• _SET PROBLEM_
Please collect every line of the records below that contains the word "find", and copy each of those lines in full.

• _ROWS_

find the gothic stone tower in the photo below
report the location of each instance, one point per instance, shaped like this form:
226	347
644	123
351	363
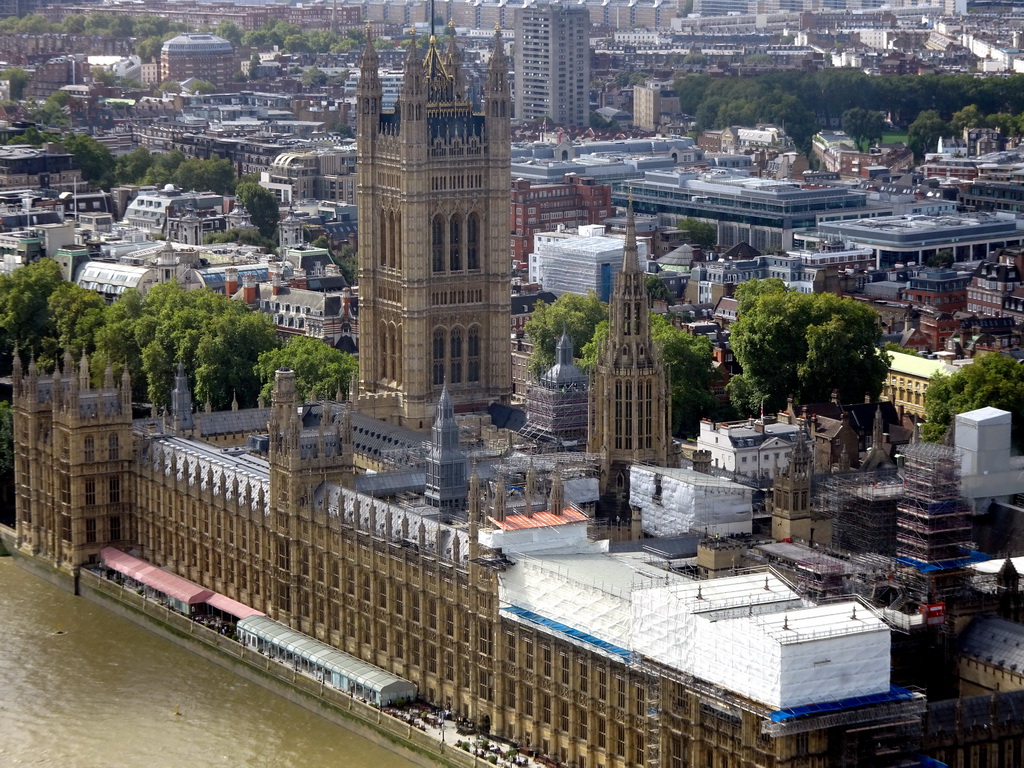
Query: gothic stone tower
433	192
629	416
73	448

---

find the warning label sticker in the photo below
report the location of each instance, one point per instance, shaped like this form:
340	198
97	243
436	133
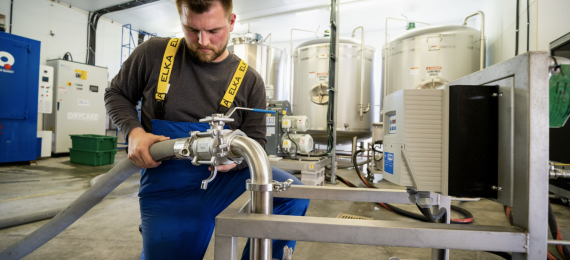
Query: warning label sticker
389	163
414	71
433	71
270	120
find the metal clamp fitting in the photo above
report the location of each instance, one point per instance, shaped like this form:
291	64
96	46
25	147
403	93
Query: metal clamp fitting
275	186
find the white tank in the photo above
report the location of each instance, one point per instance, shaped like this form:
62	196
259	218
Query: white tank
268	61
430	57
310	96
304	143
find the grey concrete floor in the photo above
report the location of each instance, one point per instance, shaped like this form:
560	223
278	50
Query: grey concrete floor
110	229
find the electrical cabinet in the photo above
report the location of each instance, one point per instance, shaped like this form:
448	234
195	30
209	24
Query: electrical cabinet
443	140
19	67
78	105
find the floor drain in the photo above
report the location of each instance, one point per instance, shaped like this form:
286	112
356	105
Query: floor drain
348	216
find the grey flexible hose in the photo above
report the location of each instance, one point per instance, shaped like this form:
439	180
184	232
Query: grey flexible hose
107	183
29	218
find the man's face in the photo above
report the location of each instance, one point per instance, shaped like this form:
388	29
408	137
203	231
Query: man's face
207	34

• _TASK OUTPUT_
find the gothic stone tower in the photo below
find the warning label sticker in the photo below
find the metal clamp fitting in the photo above
find the white tank in the photo above
find the grey concrete floor in the photo above
find the electrical cabinet in the photo above
find the floor drain in the photo above
find the grey flexible hose in the photo above
find the man's face in the photo above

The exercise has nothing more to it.